SELECTED PASSAGE:
- Recommendation from NSABB made in March formally accepted
PUBLISHED: 07:06 EST, 23 April 2012 | UPDATED: 07:09 EST, 23 April 2012
The National Science Advisory Board for Biosecurity (NSABB) concluded in March that they should be made public – and this recommendation has now been formally accepted.
The NSABB took a stand over the papers last year out of concerns that details of the studies – which induced mutations in the virus that made it transmissible among mammals by air rather than by close physical contact – could be used for bioterrorism.
However, in a statement issued on Friday, the director of the National Institutes of Health, Francis Collins, said: ‘This information has clear value to national and international public health preparedness efforts and must be shared with those who are poised to realize the benefits of this research.’
When the NSABB initially recommended the two papers should not be published in full by the journals where they were under consideration, Nature and Science, critics raised fears that important science was being censored.
The ensuing debate raised questions about whether the research should have been done at all, as well as whether current national and international rules on biosafety and biosecurity are sufficient to protect the public from dangerous microbes.
The biosecurity panel spent two days earlier this year considering the papers.
Both papers describe how scientists altered several genes of natural, or wild-type, H5N1 in a way that allowed it to spread from the airways of infected ferrets to other ferrets caged nearby.

YOUR TASKS:
A: Print the part of the article on the H5N1 research papers starting at "The NSABB took" and ending at "was being censored.".
B: According to the article on the H5N1 research papers, how long did the biosecurity panel spend considering the papers earlier in the year?
C: Write the next part of the article on the H5N1 research papers, picking up after its final sentence.
The lines have no connection to the article on the H5N1 research papers and can be set aside.

LISTED ENTRIES:
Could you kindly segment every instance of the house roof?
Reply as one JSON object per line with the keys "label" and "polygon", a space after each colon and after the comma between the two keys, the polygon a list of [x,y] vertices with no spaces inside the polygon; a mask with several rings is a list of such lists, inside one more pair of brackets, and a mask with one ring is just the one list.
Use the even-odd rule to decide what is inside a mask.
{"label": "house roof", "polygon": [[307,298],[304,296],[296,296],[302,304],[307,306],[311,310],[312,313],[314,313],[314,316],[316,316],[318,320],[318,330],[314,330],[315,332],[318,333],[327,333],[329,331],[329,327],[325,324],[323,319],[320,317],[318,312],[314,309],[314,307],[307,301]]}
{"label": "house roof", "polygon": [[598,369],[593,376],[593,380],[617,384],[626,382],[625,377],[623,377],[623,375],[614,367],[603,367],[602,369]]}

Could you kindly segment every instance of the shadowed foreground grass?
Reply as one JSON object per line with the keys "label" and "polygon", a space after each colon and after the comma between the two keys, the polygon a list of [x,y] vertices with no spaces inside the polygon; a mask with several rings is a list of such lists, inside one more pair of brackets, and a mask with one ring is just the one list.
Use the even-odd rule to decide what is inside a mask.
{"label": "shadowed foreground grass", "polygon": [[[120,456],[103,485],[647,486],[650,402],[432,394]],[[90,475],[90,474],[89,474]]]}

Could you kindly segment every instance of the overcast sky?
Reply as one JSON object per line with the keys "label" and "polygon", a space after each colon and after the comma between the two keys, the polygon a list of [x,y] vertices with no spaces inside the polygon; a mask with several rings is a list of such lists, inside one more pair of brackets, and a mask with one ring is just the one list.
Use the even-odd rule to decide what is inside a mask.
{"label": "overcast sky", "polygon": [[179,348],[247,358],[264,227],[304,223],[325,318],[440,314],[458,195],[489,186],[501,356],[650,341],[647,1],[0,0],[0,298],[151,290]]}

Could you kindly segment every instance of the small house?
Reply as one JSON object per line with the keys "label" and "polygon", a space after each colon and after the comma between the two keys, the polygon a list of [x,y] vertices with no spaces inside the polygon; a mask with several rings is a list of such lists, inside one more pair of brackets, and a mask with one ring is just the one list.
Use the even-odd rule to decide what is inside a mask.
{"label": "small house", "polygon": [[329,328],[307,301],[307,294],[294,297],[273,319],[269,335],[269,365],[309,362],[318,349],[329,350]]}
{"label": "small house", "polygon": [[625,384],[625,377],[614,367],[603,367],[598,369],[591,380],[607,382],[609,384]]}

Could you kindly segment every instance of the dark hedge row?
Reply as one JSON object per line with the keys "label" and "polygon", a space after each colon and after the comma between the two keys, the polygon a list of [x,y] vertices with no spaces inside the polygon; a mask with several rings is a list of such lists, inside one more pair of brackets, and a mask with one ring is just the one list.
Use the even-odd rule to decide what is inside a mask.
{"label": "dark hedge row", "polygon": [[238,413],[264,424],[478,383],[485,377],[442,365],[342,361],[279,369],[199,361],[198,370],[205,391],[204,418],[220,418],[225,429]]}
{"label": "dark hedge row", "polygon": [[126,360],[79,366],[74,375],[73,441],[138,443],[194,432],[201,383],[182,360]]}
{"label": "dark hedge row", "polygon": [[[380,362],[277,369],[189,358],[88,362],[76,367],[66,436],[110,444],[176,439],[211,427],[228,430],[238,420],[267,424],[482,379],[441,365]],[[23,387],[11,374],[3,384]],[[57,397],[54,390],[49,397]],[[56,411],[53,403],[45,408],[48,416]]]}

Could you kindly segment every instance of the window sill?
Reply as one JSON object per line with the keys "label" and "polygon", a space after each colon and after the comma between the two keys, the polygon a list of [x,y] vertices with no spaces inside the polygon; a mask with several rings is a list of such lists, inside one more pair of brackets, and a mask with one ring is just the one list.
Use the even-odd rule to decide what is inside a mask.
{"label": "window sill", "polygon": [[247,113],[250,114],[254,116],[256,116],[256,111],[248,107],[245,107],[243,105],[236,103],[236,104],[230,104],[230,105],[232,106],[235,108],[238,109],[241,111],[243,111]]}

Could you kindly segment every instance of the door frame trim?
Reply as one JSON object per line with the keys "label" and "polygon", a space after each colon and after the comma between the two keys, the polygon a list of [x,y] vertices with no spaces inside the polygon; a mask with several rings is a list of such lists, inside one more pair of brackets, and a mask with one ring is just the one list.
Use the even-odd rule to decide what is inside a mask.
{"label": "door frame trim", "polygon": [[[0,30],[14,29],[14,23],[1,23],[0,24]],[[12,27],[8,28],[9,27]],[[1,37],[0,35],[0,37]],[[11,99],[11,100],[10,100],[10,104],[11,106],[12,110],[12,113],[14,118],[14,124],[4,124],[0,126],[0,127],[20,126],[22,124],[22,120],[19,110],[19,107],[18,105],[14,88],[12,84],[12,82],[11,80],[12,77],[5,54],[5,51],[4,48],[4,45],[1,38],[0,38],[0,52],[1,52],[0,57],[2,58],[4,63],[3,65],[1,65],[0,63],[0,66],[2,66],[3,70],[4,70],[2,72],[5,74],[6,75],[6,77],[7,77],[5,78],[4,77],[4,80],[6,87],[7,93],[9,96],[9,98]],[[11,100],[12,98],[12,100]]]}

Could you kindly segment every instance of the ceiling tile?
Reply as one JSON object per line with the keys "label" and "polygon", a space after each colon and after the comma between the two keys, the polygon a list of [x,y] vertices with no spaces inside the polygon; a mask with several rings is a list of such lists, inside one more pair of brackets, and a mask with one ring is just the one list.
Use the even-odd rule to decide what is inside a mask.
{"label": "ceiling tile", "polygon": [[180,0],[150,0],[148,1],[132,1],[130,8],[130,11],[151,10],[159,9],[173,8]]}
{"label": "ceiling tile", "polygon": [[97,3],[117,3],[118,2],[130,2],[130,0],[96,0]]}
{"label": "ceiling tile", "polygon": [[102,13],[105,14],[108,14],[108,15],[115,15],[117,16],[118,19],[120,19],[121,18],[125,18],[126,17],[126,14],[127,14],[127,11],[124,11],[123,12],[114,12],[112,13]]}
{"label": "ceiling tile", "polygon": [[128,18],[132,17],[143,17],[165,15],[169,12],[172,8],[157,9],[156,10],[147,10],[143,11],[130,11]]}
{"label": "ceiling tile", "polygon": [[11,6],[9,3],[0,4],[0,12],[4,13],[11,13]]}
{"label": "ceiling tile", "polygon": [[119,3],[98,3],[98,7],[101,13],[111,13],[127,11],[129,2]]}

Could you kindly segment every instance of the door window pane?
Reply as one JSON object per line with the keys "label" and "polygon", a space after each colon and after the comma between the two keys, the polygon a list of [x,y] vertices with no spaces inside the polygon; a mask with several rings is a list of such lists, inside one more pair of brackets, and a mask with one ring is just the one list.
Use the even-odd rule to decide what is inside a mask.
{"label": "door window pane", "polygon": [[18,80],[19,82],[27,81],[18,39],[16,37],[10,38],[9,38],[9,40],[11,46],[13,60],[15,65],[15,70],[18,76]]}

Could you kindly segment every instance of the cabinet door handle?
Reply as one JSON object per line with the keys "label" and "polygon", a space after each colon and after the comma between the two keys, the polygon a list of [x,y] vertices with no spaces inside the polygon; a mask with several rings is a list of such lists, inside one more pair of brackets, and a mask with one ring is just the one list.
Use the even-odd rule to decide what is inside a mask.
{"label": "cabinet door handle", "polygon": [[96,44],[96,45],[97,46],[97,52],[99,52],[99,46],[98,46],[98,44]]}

TASK RESULTS:
A:
The NSABB took a stand over the papers last year out of concerns that details of the studies – which induced mutations in the virus that made it transmissible among mammals by air rather than by close physical contact – could be used for bioterrorism.
However, in a statement issued on Friday, the director of the National Institutes of Health, Francis Collins, said: ‘This information has clear value to national and international public health preparedness efforts and must be shared with those who are poised to realize the benefits of this research.’
When the NSABB initially recommended the two papers should not be published in full by the journals where they were under consideration, Nature and Science, critics raised fears that important science was being censored.

B: Two days.

C:
So far, the natural form of H5N1 has infected tens of millions of ducks, geese, chickens, and other birds. But the only people to be infected – 598, of whom 353 have died – were those who came into close contact with the flocks.
The board was persuaded by an additional benefit of publishing the research – by informing countries where H5N1 is endemic, it would allow scientists there to be on the lookout for the mutations that make the virus more transmissible.
‘We had new information, confidential information, about benefits of this research, and we also had confidential information about the risks involved,’ said Paul Keim of Northern Arizona University, who is the acting chairman of the panel.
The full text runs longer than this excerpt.